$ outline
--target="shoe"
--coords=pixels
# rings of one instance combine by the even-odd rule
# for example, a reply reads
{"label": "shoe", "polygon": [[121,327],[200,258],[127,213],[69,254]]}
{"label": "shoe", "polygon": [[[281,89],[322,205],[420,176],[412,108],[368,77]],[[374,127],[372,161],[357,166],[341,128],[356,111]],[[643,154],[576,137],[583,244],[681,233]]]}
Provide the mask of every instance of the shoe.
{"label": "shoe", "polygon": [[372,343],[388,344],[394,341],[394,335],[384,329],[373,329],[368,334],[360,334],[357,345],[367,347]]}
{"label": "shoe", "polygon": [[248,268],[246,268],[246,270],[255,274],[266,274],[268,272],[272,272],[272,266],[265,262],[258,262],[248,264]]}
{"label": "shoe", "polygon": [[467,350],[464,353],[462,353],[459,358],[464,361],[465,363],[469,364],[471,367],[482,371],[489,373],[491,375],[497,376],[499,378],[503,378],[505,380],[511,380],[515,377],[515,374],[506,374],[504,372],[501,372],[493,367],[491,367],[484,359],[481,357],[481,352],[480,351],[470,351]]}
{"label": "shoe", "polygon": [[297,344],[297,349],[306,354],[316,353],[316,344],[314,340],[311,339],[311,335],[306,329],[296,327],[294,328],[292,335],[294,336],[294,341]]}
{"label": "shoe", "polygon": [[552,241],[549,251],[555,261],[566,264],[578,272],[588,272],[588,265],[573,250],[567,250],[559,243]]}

········

The result should consist solely of the lines from the one that contains "# rings of one" to the last line of the records above, reproduced exactly.

* _Expected output_
# rings of one instance combine by the even-odd rule
# for example, a reply reads
{"label": "shoe", "polygon": [[121,327],[200,258],[127,213],[69,254]]}
{"label": "shoe", "polygon": [[[281,89],[322,205],[420,176],[412,108],[368,77]],[[374,127],[372,161],[357,166],[341,128],[356,111]],[[643,154],[576,137],[583,244],[681,233]]]}
Provide the mask of every instance of the shoe.
{"label": "shoe", "polygon": [[372,343],[388,344],[394,341],[394,335],[384,329],[373,329],[368,334],[360,334],[357,345],[367,347]]}
{"label": "shoe", "polygon": [[248,268],[246,268],[246,270],[255,274],[266,274],[268,272],[272,272],[272,266],[265,262],[258,262],[248,264]]}
{"label": "shoe", "polygon": [[467,350],[464,353],[462,353],[459,358],[464,361],[465,363],[469,364],[471,367],[482,371],[489,373],[491,375],[497,376],[499,378],[503,378],[505,380],[511,380],[515,377],[515,374],[506,374],[504,372],[501,372],[493,367],[491,367],[484,359],[481,357],[481,352],[480,351],[470,351]]}
{"label": "shoe", "polygon": [[297,344],[297,349],[306,354],[316,353],[316,344],[314,340],[311,339],[311,335],[306,329],[296,327],[294,328],[292,335],[294,336],[294,341]]}
{"label": "shoe", "polygon": [[552,241],[549,251],[555,261],[566,264],[578,272],[588,272],[588,265],[573,250],[567,250],[559,243]]}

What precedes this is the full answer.